== Work to complete ==
Nothing but the lines from the one with "Target: stemless water glass" through the final line of the listing should appear in the answer, each copied exactly.

== Dataset records ==
=== Section Start ===

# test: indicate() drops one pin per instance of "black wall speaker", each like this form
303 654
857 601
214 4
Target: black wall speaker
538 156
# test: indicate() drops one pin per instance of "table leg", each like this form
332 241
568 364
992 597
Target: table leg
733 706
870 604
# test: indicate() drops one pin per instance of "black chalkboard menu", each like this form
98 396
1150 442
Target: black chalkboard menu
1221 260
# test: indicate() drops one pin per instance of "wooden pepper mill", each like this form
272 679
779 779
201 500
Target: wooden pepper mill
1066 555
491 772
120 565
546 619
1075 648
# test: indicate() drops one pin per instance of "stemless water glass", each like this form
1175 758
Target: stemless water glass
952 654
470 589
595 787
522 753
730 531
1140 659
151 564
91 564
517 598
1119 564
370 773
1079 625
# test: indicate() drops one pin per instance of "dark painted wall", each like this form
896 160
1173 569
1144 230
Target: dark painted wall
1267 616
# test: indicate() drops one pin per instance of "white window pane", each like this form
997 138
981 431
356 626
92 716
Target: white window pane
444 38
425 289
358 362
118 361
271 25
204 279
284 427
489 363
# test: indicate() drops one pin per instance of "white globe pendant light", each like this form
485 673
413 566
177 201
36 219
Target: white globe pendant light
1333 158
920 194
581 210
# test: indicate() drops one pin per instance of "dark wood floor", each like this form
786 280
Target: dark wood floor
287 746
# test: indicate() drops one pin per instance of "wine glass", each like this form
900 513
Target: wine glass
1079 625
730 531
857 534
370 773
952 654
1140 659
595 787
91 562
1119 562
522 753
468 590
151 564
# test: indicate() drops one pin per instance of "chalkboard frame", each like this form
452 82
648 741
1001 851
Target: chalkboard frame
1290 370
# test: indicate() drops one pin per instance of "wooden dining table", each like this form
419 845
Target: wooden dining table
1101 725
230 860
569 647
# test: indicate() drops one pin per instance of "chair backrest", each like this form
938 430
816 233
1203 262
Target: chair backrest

=== Section End ===

== Problem solution ==
Target: stemless water glass
952 654
470 589
595 787
522 753
730 531
1140 659
151 564
91 564
517 598
1119 564
370 773
1079 625
# test: indicate() drops one pin per instance of "dark painted wall", each like this form
896 160
1173 569
1144 230
Target: dark painted wall
1267 616
# test: indicate() drops one pin per instance of "white window pane", each like this form
997 138
981 431
356 626
92 716
Target: white window pane
444 38
425 289
358 362
118 361
271 25
204 279
284 427
489 363
# test: indicate() drops one pin per instance of "white globe pendant light", each like this form
485 673
413 566
177 201
36 219
Target: white globe pendant light
1333 158
920 194
581 210
# test: indicate() drops one pin per instance of "dark wood floor", each like this form
786 280
Target: dark wood floor
287 746
# test: indicate() drops one pin per instance of "wine glass", each like this form
900 513
Target: wine glass
1079 625
730 531
857 534
370 773
952 654
1140 659
595 787
91 562
1119 562
522 753
468 590
151 564
# test: indicate() drops one pin per instance of "chalkboard frame", each like this form
452 82
648 741
1001 851
Target: chalkboard frame
1290 370
# test: indicate() drops one pin per instance of "wooden dining table", each like this form
419 845
Target: wooden dining table
1101 725
230 860
569 647
# test: indicate() drops one pin per instance of "chair backrest", each like this form
938 430
816 233
1203 262
Target: chair backrest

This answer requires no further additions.